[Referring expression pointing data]
-*-

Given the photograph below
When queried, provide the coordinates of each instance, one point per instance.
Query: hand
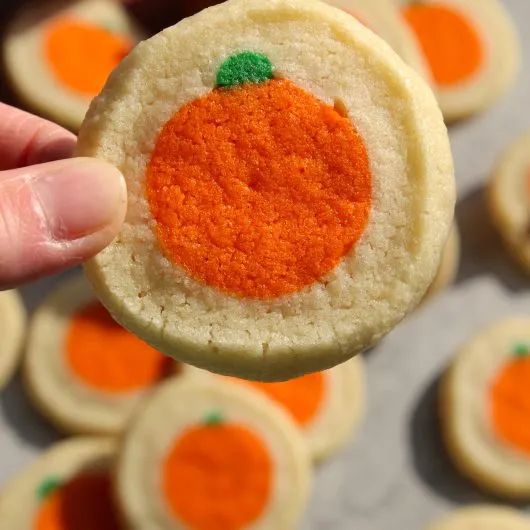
(55, 211)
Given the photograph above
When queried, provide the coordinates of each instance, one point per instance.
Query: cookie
(207, 453)
(12, 328)
(471, 47)
(383, 18)
(67, 488)
(485, 407)
(290, 188)
(85, 372)
(509, 199)
(484, 517)
(59, 54)
(448, 268)
(327, 406)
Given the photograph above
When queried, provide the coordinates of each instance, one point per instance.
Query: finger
(56, 215)
(26, 139)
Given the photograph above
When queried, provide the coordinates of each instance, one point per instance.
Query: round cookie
(382, 17)
(471, 47)
(205, 453)
(67, 488)
(448, 268)
(485, 408)
(327, 406)
(59, 54)
(286, 210)
(85, 372)
(12, 327)
(509, 199)
(483, 517)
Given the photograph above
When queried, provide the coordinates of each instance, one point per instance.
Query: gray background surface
(395, 475)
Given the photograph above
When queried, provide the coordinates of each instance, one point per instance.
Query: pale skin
(55, 211)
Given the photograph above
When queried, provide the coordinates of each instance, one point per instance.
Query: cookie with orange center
(59, 54)
(12, 328)
(67, 488)
(509, 199)
(83, 370)
(483, 517)
(472, 50)
(290, 188)
(207, 454)
(327, 406)
(485, 405)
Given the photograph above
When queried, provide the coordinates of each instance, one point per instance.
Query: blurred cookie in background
(471, 47)
(383, 18)
(211, 454)
(483, 517)
(485, 409)
(509, 199)
(327, 406)
(58, 55)
(85, 372)
(67, 488)
(12, 328)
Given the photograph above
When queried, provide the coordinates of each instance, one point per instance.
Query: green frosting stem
(244, 67)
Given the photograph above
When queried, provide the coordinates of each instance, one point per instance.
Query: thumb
(56, 215)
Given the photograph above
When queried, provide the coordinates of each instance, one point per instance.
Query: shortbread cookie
(327, 406)
(290, 188)
(471, 47)
(205, 451)
(382, 17)
(66, 488)
(484, 517)
(59, 54)
(509, 199)
(485, 405)
(85, 372)
(448, 268)
(12, 328)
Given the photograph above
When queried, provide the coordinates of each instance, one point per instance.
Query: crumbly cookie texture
(483, 517)
(28, 69)
(65, 398)
(509, 199)
(206, 409)
(12, 327)
(56, 466)
(500, 61)
(377, 282)
(466, 403)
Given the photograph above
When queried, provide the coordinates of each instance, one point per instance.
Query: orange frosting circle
(84, 503)
(109, 358)
(450, 41)
(259, 190)
(218, 477)
(510, 404)
(83, 55)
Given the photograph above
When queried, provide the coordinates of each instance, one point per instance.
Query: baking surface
(395, 475)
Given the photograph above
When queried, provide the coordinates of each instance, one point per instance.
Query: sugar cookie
(12, 327)
(59, 54)
(471, 47)
(85, 372)
(483, 518)
(382, 17)
(205, 450)
(448, 265)
(66, 488)
(509, 199)
(286, 210)
(485, 405)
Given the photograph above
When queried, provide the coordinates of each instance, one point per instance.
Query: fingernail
(79, 197)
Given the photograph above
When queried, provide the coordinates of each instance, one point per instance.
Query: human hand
(55, 211)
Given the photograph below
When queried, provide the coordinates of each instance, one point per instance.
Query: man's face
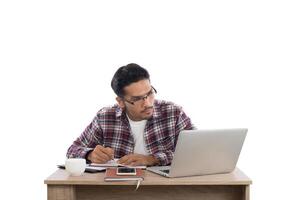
(138, 100)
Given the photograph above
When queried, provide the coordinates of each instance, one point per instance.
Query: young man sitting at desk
(138, 130)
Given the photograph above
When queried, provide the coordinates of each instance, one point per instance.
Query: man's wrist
(152, 160)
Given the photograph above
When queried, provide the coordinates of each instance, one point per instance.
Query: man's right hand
(101, 154)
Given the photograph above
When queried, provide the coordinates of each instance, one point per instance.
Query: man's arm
(183, 123)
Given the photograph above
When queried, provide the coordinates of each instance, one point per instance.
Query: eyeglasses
(139, 100)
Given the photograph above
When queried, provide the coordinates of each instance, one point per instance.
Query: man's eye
(136, 99)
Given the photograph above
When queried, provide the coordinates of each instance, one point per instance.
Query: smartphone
(126, 171)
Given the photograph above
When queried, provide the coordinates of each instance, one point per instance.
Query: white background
(228, 63)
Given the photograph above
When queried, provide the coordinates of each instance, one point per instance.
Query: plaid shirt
(110, 128)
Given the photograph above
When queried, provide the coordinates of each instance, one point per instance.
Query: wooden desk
(233, 186)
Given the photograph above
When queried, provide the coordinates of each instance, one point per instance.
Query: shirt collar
(156, 113)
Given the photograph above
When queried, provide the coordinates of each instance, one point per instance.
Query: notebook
(111, 175)
(202, 152)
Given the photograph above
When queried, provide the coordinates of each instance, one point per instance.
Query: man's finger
(123, 159)
(109, 152)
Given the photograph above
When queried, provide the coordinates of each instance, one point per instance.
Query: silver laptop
(202, 152)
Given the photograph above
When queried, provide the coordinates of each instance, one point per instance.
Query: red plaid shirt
(110, 128)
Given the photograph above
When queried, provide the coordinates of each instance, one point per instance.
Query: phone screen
(126, 171)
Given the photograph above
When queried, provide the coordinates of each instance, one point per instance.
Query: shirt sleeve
(87, 141)
(183, 123)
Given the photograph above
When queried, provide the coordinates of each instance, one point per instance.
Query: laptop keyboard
(165, 171)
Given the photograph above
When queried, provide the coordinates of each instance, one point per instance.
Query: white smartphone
(126, 171)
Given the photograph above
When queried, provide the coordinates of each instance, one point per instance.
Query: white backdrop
(228, 63)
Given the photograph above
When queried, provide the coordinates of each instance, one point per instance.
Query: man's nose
(146, 101)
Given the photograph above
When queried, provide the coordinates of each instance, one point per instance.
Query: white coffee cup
(75, 166)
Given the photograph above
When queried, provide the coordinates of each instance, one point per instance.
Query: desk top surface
(237, 177)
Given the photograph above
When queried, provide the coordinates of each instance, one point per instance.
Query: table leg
(61, 192)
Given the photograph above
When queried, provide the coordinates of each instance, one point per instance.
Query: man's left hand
(138, 159)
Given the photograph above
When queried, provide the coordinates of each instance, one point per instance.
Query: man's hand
(138, 159)
(101, 154)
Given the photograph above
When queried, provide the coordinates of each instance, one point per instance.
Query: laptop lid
(201, 152)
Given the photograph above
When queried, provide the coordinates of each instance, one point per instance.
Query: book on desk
(111, 175)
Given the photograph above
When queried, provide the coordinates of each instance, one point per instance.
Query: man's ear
(120, 102)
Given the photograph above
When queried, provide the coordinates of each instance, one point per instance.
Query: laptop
(203, 152)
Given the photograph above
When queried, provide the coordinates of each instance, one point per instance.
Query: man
(138, 130)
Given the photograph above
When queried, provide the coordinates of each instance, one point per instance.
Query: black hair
(126, 75)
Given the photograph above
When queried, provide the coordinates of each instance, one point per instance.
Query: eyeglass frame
(152, 91)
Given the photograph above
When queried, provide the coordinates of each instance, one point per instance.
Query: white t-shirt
(137, 130)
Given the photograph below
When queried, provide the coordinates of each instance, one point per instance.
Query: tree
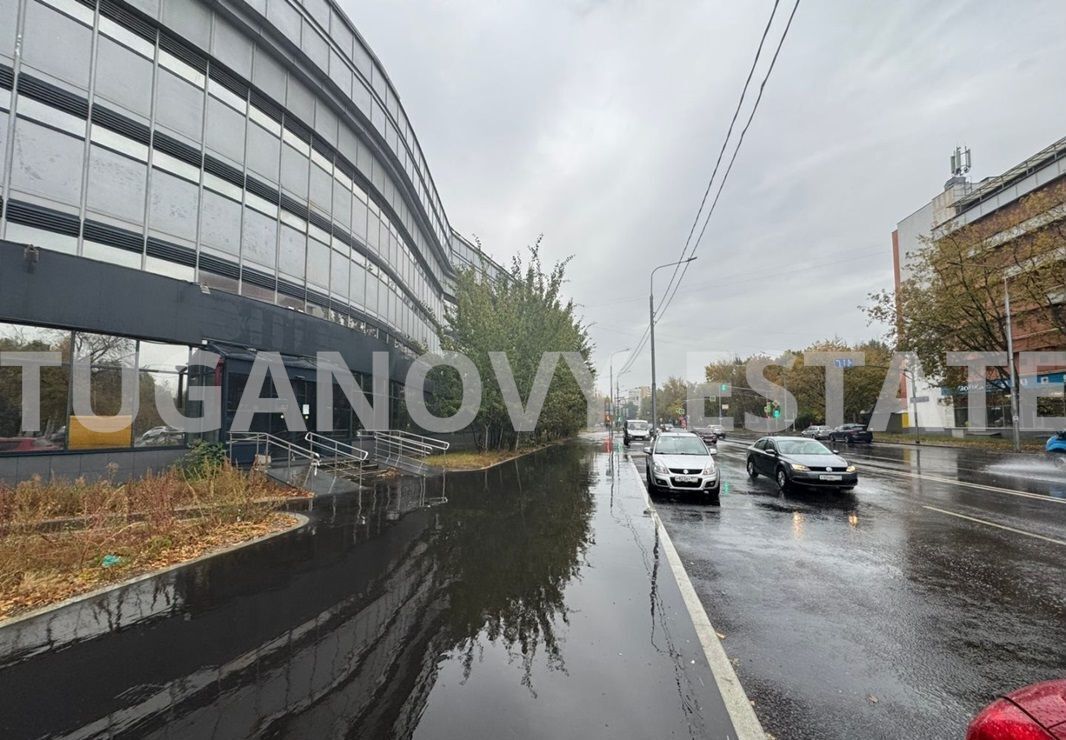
(522, 315)
(807, 383)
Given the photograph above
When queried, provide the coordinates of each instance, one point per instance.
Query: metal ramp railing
(265, 446)
(403, 450)
(340, 457)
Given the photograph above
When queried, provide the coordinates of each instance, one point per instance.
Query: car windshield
(803, 447)
(680, 446)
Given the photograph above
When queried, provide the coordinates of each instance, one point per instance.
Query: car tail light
(1003, 720)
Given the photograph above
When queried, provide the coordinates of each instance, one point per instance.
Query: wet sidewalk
(531, 600)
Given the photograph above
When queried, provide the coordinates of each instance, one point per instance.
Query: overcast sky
(597, 124)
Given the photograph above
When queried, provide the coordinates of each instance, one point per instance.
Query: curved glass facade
(254, 147)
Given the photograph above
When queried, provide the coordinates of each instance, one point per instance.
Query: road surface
(898, 610)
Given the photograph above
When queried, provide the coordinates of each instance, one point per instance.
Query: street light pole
(651, 320)
(611, 383)
(1010, 359)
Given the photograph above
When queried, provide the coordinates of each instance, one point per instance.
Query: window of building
(315, 46)
(42, 238)
(321, 189)
(292, 253)
(357, 284)
(259, 242)
(173, 206)
(221, 223)
(263, 151)
(318, 263)
(231, 47)
(294, 172)
(179, 105)
(123, 77)
(57, 44)
(225, 130)
(54, 390)
(359, 218)
(9, 9)
(115, 185)
(47, 162)
(339, 274)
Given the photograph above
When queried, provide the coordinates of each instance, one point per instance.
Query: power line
(725, 143)
(740, 142)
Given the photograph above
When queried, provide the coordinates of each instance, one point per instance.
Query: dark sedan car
(797, 461)
(851, 434)
(707, 434)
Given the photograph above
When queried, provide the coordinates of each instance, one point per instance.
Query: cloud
(597, 123)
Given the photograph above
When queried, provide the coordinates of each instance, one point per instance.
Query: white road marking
(741, 712)
(979, 486)
(992, 524)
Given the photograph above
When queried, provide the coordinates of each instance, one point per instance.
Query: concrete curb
(741, 712)
(302, 520)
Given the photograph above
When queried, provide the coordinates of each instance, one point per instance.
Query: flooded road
(898, 610)
(529, 600)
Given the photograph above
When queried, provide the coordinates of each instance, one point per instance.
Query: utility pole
(651, 321)
(1010, 359)
(914, 404)
(614, 399)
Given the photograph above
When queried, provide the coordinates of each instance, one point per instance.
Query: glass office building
(232, 174)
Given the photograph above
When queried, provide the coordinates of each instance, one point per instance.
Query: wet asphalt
(531, 600)
(895, 611)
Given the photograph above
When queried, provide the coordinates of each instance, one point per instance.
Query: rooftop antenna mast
(960, 161)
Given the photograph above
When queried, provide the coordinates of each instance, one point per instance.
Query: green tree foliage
(525, 316)
(861, 384)
(953, 298)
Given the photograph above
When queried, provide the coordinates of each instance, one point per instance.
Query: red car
(1036, 712)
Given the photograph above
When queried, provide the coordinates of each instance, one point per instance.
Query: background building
(1026, 200)
(232, 174)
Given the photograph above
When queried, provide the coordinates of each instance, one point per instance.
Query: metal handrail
(430, 443)
(336, 447)
(270, 439)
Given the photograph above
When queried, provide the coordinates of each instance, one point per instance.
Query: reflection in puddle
(342, 625)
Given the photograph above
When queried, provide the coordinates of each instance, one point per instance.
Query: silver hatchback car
(680, 462)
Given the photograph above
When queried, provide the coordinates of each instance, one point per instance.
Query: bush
(204, 459)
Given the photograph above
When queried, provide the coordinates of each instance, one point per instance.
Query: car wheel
(782, 480)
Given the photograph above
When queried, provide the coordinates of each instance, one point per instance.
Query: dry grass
(475, 461)
(55, 535)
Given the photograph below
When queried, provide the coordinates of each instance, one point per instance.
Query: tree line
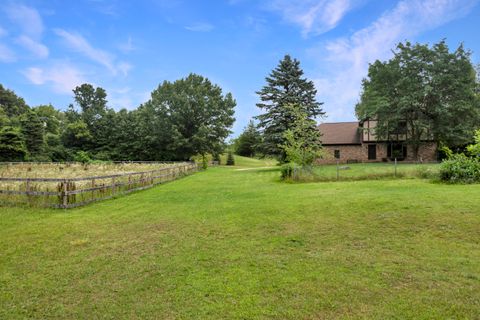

-*-

[Task statement]
Beginning with the line with "Query: metal handrail", repeat the entries above exactly, up to and including the last line, leaving out pictures.

[Answer to the problem]
Query: metal handrail
(430, 443)
(336, 447)
(270, 439)
Given the photograph above
When queried, provide the coordinates of each instance, one point per instance.
Query: reflection in puddle
(342, 625)
Given the photograph above
When queried, provide the coordinates of each instance, one point per instance.
Query: silver hatchback car
(680, 462)
Given the photograph above
When queried, provide the coordinates of each instance, one point per instance.
Query: bush
(204, 459)
Given the photograph above
When queried, provide the coordinates of each instance, one point per instance.
Query: car wheel
(782, 480)
Given the photograph above
When queried, provide the coordinates of each instance, one point per instance.
Query: dry grass
(475, 461)
(55, 535)
Given the photograph below
When queried, provide the coordinates of each instance, one point per instance.
Query: tree line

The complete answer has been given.